§ WRITTEN PROBLEM A:
State where the tail of a packet is stored, according to the passage on Phonepl data types.

§ QUOTED PASSAGE:
Two assumptions are made in regard to implementation of these data types. The first assumption is that whole String objects are stored in cacheable memory, i.e., in SRAM, but can be stored in DRAM if needed. If they are in cache, purging the cache may have to be inhibited. The second assumption is that only the head of a packet is cached, and the tail is stored only in DRAM. However, a short packet may be wholly cached and may be stored only in SRAM.
The fourth feature is that packet and non-packet byte-substring operations are different in Phonepl because the types of the operation results are different. A new packet can be generated by removing part of another packet using a subpacket operation, and a non-packet byte string can be generated by extracting part of a packet using a substring operation. These operations can have the same name i.e., a substring, but are distinguished.

(Rows from a pointing dataset)
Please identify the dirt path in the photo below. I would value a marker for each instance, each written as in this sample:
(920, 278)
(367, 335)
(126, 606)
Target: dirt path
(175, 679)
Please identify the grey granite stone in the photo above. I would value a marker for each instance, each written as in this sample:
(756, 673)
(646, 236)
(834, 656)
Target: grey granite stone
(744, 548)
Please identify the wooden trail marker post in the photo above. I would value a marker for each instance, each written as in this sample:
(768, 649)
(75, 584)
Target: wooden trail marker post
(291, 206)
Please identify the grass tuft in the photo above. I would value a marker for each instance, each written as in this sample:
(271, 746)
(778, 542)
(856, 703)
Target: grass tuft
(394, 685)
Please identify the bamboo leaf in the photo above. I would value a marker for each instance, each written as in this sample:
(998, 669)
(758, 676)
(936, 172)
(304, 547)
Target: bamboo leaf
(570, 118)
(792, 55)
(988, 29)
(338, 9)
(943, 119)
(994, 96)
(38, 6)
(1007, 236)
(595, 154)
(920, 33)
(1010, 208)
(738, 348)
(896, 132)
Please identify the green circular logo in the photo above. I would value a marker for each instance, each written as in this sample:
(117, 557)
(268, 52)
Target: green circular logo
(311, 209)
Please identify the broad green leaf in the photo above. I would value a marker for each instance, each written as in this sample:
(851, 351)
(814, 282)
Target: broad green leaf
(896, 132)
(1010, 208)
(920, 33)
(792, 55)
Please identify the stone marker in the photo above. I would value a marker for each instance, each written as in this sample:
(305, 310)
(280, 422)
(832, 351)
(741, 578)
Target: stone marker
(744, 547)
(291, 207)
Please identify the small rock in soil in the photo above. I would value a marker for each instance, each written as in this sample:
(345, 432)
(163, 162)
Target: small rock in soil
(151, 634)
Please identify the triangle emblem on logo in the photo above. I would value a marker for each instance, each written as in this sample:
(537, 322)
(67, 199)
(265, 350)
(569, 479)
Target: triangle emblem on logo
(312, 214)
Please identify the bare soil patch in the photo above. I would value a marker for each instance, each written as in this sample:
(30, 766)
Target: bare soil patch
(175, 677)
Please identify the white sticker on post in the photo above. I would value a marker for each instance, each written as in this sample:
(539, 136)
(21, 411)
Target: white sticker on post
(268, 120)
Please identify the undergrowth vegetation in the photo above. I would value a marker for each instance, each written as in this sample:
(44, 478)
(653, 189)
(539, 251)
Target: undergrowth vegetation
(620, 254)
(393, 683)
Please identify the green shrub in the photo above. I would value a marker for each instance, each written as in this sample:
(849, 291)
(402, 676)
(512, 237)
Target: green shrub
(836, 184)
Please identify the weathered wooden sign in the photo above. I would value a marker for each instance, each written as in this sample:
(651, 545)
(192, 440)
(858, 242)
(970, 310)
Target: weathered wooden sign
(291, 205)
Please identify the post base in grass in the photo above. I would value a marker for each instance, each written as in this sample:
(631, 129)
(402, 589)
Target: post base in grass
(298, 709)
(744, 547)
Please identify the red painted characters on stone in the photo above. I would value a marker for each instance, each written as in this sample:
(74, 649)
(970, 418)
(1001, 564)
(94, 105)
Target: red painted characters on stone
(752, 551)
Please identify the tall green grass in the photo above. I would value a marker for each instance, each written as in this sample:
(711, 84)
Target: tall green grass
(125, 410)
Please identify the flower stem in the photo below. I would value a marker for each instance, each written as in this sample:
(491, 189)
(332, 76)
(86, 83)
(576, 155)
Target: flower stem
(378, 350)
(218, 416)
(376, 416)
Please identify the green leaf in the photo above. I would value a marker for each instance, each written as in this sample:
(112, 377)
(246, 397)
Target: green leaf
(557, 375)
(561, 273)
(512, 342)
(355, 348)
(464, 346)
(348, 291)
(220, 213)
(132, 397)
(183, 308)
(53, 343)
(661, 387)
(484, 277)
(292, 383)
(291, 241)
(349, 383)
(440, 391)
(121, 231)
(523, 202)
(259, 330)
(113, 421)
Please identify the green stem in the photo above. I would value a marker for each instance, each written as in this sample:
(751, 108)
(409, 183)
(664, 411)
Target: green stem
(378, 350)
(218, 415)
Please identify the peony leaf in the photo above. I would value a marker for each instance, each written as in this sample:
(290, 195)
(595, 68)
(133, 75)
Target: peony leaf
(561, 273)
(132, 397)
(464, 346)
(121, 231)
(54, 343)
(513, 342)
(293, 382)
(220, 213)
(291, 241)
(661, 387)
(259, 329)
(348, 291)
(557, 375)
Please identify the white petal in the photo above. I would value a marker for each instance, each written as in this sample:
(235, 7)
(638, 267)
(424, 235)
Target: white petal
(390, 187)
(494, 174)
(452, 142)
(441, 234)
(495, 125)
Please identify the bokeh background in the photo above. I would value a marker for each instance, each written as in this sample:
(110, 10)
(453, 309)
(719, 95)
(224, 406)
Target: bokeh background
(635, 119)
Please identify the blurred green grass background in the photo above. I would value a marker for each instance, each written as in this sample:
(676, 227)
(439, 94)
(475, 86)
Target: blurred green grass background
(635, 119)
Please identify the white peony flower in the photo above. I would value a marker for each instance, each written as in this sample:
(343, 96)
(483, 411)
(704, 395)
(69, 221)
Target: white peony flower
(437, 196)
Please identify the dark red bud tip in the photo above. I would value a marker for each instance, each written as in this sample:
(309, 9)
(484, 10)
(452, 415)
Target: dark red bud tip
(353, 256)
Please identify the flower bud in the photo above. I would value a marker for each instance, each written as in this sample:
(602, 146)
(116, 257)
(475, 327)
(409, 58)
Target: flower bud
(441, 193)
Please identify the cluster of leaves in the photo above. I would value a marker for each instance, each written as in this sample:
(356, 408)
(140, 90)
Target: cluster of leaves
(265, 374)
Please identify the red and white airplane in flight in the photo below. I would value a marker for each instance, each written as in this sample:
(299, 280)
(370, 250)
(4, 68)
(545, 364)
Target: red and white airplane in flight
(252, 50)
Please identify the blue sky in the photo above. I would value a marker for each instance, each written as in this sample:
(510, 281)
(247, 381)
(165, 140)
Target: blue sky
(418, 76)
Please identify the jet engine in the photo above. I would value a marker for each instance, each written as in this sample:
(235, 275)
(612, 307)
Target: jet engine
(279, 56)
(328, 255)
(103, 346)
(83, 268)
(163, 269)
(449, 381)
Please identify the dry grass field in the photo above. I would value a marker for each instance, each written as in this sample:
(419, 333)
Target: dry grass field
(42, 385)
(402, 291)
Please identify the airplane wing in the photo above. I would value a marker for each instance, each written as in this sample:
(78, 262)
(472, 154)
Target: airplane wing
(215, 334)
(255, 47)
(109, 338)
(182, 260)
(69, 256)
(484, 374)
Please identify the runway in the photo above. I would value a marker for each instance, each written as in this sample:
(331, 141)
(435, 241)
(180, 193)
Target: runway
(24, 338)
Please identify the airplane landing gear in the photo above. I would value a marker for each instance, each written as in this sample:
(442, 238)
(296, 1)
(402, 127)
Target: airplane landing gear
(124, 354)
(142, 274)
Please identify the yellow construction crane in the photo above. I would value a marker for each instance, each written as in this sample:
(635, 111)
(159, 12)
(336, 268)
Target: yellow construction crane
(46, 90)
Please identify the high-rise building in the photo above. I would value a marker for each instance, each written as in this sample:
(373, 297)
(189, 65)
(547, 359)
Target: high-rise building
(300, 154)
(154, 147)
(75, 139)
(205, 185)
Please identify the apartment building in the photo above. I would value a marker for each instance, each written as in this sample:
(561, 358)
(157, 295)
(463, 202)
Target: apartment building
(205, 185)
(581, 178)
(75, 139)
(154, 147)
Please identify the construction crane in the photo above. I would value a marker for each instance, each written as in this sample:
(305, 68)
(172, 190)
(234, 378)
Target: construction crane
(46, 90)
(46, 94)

§ WRITTEN PROBLEM B:
Select every line of the rows above that contains the word "soil", treating uppercase and lowercase as different.

§ EXERCISE ANSWER A:
Only in DRAM.

§ EXERCISE ANSWER B:
Please identify the small rock in soil in the photo above. I would value a marker for each instance, each written as in this sample:
Target: small rock in soil
Please identify the bare soil patch in the photo above. I would value a marker for each instance, each written as in this sample:
Target: bare soil patch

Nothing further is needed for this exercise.